§ **WORK INSTRUCTION**
Each line in the records below, from the one that contains "target | asphalt road" to the one that contains "target | tail light", should be reproduced exactly, the first and last included.

§ **DATASET RECORDS**
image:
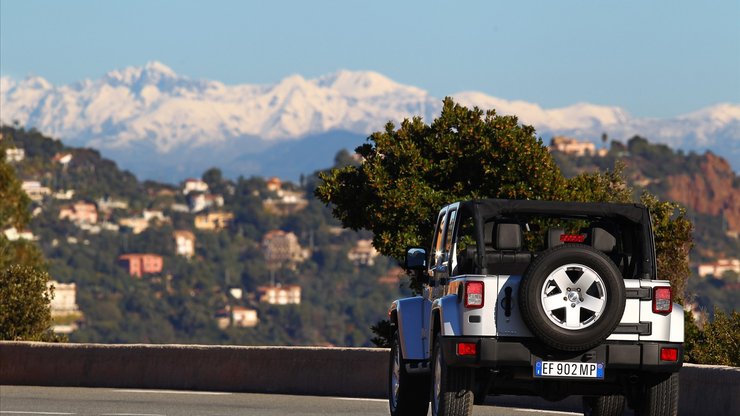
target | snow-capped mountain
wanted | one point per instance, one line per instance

* * *

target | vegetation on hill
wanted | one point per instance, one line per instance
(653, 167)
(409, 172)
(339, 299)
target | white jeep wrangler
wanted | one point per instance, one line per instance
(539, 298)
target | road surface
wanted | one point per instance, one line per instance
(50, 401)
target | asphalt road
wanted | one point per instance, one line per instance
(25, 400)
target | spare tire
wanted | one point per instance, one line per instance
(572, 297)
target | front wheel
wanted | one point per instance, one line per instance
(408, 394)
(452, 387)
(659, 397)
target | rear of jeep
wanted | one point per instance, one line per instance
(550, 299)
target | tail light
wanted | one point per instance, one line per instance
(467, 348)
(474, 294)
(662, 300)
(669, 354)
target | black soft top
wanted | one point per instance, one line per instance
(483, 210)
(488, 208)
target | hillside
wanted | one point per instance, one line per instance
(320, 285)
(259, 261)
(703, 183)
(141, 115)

§ **TASK ANSWER**
target | asphalt road
wanted | one point per instance, one line per instance
(25, 400)
target | spare tire
wanted | one point per instance, one line per instance
(572, 297)
target | front wheel
wanted | one point per instance, one line per instance
(408, 394)
(452, 387)
(659, 397)
target | rear of jeep
wanted | one point per instance, one line per instance
(550, 299)
target | tail light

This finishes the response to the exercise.